• _The problem_
Once the line containing "[point] snow patch" is found in the records below, return it and each following line exactly, up to and including the line containing "[point] parking lot", and nothing else.

(Dataset entries)
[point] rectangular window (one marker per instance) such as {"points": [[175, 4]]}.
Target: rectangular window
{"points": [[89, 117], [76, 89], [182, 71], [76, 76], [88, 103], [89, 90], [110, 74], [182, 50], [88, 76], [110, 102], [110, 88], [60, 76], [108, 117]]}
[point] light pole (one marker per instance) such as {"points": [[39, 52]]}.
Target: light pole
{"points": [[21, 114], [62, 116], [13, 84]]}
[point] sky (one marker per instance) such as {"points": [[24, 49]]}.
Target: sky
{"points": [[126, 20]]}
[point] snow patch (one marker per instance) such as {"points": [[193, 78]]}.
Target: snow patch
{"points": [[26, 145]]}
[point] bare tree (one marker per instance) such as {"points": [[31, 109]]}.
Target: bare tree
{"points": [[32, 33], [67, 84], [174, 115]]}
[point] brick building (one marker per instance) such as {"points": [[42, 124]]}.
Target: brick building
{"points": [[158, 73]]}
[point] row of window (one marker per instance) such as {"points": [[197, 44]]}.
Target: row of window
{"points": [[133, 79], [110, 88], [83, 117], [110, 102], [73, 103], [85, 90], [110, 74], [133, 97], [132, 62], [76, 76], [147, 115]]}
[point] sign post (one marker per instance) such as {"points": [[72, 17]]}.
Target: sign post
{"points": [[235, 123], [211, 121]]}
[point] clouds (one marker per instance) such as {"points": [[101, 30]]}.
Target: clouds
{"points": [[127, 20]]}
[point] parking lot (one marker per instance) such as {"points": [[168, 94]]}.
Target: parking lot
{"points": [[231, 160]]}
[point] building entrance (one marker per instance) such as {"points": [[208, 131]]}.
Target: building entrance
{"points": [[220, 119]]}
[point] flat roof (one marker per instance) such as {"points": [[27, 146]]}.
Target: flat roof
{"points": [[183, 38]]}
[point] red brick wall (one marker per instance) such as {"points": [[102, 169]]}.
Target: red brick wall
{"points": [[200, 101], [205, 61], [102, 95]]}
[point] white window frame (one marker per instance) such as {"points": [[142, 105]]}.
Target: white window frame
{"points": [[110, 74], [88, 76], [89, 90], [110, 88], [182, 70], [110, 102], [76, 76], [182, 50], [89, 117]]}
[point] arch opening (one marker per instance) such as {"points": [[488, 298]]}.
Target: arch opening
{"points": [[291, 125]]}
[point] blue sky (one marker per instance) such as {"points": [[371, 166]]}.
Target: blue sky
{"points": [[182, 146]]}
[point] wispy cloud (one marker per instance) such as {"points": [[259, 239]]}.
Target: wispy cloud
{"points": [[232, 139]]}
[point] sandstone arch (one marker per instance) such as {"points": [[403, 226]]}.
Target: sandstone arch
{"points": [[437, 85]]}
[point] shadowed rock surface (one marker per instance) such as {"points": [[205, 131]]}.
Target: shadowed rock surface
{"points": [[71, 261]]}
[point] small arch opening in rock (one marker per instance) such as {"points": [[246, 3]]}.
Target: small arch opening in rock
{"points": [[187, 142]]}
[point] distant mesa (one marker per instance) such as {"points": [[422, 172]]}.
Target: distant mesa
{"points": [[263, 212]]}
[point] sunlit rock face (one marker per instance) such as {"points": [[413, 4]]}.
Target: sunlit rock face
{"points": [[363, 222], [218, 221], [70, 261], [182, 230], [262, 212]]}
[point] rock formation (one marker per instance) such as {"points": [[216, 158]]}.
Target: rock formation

• _Exercise answer_
[point] snow patch (one marker per instance) such as {"points": [[193, 78]]}.
Target: snow patch
{"points": [[26, 145]]}
[point] bare tree (one marker per instance) such as {"points": [[31, 109]]}.
Target: bare tree
{"points": [[32, 33], [67, 84], [174, 115]]}
[point] brick building (one marker per instance) such as {"points": [[42, 124]]}.
Target: brick building
{"points": [[158, 73]]}
[point] row of window (one marker per instance) such as {"points": [[197, 44]]}.
Target: row of window
{"points": [[133, 79], [110, 88], [83, 117], [110, 102], [73, 103], [85, 90], [110, 74], [133, 97], [132, 62], [76, 76], [147, 115]]}
[point] sign post (one marker per instance) such as {"points": [[72, 17]]}.
Target: sign post
{"points": [[235, 123], [211, 121]]}
[point] clouds (one marker per instance) such as {"points": [[101, 30]]}.
Target: clouds
{"points": [[127, 20]]}
[point] parking lot (one marker per instance) such as {"points": [[168, 94]]}.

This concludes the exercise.